▸ Instructions for the task
Select each line of the data below that contains the word "door". Case counts.

### Data for processing ###

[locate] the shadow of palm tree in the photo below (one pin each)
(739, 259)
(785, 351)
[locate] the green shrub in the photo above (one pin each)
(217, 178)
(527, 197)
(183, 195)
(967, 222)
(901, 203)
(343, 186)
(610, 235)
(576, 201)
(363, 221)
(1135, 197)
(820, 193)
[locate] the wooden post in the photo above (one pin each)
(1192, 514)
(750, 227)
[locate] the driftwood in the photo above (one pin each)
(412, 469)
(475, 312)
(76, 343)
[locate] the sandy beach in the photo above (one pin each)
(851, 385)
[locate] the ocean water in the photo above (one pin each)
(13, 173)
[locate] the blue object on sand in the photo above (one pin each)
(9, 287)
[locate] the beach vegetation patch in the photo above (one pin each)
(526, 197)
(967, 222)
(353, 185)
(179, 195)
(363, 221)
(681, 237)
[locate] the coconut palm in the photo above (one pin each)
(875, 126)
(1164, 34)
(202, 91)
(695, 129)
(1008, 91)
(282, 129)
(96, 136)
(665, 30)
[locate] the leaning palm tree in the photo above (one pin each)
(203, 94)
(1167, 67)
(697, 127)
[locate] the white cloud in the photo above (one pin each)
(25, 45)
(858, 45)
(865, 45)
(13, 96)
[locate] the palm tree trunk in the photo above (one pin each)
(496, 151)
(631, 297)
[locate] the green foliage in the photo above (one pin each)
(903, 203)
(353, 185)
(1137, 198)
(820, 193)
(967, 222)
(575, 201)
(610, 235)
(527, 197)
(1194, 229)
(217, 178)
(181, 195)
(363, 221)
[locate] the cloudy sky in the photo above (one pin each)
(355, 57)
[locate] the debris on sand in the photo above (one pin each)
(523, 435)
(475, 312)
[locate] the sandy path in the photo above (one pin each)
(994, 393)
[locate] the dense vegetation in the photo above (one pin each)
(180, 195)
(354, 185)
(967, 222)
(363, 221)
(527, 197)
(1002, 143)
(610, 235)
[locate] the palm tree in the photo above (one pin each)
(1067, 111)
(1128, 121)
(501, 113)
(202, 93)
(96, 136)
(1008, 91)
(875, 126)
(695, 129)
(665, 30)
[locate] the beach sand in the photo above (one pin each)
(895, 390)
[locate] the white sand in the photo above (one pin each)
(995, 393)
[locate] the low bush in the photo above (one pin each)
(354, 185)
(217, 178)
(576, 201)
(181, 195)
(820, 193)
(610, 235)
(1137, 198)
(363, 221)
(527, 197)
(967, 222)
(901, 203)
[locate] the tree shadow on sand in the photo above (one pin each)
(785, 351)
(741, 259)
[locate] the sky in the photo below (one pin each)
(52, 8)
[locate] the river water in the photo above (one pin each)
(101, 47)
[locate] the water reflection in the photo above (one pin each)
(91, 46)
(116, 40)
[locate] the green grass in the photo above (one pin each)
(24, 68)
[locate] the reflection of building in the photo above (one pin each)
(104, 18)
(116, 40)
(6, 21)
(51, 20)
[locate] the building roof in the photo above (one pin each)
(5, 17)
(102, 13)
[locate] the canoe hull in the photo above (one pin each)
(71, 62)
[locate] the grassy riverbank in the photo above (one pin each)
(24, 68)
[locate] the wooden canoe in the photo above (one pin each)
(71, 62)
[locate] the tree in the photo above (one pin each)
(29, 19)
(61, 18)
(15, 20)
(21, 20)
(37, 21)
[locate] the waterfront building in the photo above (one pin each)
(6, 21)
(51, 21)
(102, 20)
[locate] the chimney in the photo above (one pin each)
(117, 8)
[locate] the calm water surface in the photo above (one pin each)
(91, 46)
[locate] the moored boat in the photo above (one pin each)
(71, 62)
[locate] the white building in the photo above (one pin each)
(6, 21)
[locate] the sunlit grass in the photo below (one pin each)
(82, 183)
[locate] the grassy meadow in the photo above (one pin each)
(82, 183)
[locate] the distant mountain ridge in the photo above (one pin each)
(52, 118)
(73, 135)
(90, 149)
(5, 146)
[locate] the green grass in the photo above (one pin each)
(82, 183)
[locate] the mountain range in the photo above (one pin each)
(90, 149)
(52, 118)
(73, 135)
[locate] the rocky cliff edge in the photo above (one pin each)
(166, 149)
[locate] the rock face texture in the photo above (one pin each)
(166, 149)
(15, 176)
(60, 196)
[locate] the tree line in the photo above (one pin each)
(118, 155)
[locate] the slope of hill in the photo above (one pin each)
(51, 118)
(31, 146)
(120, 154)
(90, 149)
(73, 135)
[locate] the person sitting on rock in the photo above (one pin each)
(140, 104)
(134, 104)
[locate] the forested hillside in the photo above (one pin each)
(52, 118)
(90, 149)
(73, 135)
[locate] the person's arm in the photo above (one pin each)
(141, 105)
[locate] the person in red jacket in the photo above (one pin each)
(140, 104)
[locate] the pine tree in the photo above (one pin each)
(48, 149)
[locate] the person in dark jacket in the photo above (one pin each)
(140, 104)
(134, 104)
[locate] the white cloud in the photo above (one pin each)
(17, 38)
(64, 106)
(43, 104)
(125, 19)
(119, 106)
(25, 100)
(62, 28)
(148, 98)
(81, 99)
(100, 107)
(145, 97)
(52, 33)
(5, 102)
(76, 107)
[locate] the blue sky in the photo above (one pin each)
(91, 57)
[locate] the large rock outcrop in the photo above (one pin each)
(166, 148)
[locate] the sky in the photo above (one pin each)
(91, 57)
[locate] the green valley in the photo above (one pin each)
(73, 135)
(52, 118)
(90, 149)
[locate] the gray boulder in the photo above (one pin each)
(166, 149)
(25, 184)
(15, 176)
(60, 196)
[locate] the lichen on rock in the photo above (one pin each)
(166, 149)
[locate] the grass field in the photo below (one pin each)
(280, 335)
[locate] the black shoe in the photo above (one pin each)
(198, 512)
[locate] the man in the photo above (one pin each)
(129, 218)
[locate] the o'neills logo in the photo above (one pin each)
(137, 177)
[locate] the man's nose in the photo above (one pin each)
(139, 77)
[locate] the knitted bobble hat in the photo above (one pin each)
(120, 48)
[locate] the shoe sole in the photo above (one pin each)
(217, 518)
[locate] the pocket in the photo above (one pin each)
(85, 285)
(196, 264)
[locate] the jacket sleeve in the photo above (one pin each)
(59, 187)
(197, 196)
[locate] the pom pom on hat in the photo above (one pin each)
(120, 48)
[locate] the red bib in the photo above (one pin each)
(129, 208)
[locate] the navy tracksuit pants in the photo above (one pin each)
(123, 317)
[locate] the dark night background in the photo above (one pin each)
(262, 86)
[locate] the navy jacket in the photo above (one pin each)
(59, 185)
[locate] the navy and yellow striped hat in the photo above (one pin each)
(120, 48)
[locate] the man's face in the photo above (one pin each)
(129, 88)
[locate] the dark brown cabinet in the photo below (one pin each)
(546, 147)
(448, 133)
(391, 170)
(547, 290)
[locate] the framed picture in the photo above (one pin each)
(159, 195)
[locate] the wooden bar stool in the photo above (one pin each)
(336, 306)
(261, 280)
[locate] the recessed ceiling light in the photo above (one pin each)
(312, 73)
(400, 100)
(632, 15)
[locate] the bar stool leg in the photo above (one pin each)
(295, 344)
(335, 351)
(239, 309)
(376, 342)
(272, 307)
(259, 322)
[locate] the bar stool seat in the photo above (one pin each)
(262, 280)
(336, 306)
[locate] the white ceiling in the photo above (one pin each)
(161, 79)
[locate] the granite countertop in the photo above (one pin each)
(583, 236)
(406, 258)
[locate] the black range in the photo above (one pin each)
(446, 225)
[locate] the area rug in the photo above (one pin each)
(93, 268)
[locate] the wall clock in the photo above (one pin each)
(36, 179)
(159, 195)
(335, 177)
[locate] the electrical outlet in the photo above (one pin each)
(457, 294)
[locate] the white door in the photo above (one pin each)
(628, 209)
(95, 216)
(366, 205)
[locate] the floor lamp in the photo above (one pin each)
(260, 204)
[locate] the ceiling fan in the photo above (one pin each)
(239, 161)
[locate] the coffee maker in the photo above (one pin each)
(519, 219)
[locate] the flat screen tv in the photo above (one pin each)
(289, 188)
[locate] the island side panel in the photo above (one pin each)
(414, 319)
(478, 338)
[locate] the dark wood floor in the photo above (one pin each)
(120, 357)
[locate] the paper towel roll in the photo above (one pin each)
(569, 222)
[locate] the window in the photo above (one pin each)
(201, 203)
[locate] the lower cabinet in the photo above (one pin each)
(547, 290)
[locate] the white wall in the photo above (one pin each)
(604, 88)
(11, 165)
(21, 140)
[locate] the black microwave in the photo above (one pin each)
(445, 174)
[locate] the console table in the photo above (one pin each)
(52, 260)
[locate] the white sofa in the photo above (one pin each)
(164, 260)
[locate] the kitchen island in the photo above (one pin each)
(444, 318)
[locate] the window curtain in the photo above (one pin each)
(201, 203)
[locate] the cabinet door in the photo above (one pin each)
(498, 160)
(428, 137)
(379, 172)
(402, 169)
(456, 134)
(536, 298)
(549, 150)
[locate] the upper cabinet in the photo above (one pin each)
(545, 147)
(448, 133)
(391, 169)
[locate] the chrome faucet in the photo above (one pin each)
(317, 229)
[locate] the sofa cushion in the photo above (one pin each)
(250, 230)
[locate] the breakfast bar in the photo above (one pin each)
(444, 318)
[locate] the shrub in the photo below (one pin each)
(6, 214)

###
### Data for processing ###

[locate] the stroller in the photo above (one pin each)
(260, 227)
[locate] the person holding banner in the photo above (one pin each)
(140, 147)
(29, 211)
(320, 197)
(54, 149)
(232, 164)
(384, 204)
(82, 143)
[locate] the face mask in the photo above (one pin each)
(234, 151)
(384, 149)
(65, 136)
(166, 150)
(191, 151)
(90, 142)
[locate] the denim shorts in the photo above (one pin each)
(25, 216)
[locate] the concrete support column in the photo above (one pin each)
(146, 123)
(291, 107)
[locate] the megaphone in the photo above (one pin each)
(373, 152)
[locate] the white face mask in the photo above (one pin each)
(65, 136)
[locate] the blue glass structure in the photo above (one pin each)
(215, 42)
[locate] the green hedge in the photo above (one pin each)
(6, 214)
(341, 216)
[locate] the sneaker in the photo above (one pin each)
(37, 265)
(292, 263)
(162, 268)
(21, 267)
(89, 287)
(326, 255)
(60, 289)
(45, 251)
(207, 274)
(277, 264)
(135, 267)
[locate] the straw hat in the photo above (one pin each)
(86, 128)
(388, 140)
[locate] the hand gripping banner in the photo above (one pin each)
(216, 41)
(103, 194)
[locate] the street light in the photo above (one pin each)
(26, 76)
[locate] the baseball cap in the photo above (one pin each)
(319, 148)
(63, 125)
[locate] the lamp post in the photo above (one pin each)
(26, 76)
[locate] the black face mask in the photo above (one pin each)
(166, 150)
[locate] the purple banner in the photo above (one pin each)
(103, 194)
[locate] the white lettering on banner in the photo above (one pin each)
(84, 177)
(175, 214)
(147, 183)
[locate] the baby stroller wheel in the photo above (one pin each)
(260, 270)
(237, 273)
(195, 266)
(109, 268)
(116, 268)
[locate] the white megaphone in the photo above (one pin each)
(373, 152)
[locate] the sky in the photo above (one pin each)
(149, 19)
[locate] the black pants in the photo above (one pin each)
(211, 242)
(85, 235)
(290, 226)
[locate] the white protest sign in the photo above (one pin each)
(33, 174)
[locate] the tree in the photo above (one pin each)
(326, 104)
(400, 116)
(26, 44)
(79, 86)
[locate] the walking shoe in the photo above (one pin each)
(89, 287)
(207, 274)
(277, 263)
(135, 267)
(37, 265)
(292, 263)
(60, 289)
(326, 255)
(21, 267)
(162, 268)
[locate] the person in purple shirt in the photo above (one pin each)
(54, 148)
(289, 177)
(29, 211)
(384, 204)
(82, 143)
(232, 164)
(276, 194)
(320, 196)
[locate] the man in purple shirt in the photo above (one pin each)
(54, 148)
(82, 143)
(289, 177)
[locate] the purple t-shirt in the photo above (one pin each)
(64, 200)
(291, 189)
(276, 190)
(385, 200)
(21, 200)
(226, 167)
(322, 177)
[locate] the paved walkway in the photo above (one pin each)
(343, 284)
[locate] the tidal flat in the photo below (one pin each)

###

▸ Output
[locate] the white door in the photo above (one pin each)
[locate] the cabinet door in the photo above (one pin each)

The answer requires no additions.